* [To be done]: Could you give the data below again, exactly and completely?

* [The input]:
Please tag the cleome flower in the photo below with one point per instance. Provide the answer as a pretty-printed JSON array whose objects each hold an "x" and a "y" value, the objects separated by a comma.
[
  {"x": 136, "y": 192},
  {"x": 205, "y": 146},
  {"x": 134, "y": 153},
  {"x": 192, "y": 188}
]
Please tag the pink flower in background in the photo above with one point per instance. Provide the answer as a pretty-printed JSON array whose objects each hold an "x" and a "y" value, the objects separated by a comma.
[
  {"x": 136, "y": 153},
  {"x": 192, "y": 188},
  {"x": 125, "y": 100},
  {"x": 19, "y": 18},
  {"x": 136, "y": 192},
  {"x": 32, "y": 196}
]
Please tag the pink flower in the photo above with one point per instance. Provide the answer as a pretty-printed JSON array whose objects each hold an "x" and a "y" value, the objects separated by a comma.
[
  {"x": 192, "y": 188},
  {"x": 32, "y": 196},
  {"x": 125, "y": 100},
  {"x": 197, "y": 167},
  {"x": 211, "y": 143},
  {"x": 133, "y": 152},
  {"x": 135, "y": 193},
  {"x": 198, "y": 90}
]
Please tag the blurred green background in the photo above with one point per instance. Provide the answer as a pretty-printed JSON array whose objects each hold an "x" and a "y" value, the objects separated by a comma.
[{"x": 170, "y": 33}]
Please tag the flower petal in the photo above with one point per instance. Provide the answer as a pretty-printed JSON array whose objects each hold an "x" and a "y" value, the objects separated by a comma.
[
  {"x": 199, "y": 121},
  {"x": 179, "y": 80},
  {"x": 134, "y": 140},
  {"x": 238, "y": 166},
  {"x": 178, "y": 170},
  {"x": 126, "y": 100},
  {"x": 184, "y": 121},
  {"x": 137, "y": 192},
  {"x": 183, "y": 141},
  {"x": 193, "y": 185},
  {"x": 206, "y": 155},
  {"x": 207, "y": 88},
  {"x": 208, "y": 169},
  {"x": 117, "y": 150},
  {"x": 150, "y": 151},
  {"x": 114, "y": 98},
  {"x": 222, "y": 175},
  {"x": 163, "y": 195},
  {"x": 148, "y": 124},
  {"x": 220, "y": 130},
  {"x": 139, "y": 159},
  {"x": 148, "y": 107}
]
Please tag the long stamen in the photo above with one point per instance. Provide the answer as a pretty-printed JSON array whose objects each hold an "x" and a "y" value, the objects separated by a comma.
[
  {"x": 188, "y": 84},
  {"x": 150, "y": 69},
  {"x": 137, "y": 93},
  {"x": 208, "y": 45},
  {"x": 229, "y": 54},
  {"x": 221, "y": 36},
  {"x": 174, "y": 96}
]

* [Worked answer]:
Please tag the cleome flower in the photo below with one point per instance. Provide the answer as a pretty-printed JSON array whose objects each hold an "x" and a "y" value, the objects separated by a comma.
[
  {"x": 136, "y": 192},
  {"x": 205, "y": 146},
  {"x": 134, "y": 153},
  {"x": 192, "y": 188}
]
Please tag the pink flower in background in the photo above with one point per instance. Provide the answer as a pretty-printed JSON array whose objects each hold an "x" and a "y" value, the objects separated by a comma.
[
  {"x": 136, "y": 153},
  {"x": 192, "y": 188},
  {"x": 125, "y": 100},
  {"x": 19, "y": 18},
  {"x": 136, "y": 192},
  {"x": 32, "y": 196}
]
Please tag the pink flower in the photo above with one point per instance. Provide the answer as a pretty-printed JSON array whose objects each hold an "x" and a "y" value, the objects separated by a comma.
[
  {"x": 192, "y": 188},
  {"x": 32, "y": 196},
  {"x": 125, "y": 100},
  {"x": 197, "y": 167},
  {"x": 211, "y": 143},
  {"x": 133, "y": 152},
  {"x": 135, "y": 193},
  {"x": 198, "y": 90}
]
Please tag the blurred green background in the photo above with one point per instance. Provide the answer as a pretty-printed JSON array whose objects each hold an "x" and a "y" value, the objects separated by a comma.
[{"x": 170, "y": 33}]
Please tag the flower petal in the photo above with one point per instance. Provide the answer as a pretty-printed JSON array whose objects each hold an "x" and a "y" value, the objects separated by a comma.
[
  {"x": 199, "y": 121},
  {"x": 179, "y": 80},
  {"x": 134, "y": 140},
  {"x": 238, "y": 166},
  {"x": 178, "y": 170},
  {"x": 126, "y": 100},
  {"x": 184, "y": 121},
  {"x": 137, "y": 192},
  {"x": 183, "y": 141},
  {"x": 193, "y": 185},
  {"x": 206, "y": 155},
  {"x": 207, "y": 88},
  {"x": 208, "y": 169},
  {"x": 117, "y": 150},
  {"x": 150, "y": 151},
  {"x": 114, "y": 98},
  {"x": 222, "y": 175},
  {"x": 163, "y": 195},
  {"x": 148, "y": 124},
  {"x": 220, "y": 130},
  {"x": 139, "y": 159},
  {"x": 148, "y": 107}
]
Please tag the long stamen in the photo above with one point per instance. Provide the answer as a pretty-printed JSON array whose objects each hold an "x" and a "y" value, the objects separated by a comma.
[
  {"x": 188, "y": 84},
  {"x": 150, "y": 69},
  {"x": 137, "y": 93},
  {"x": 208, "y": 45},
  {"x": 229, "y": 54},
  {"x": 221, "y": 36},
  {"x": 174, "y": 96}
]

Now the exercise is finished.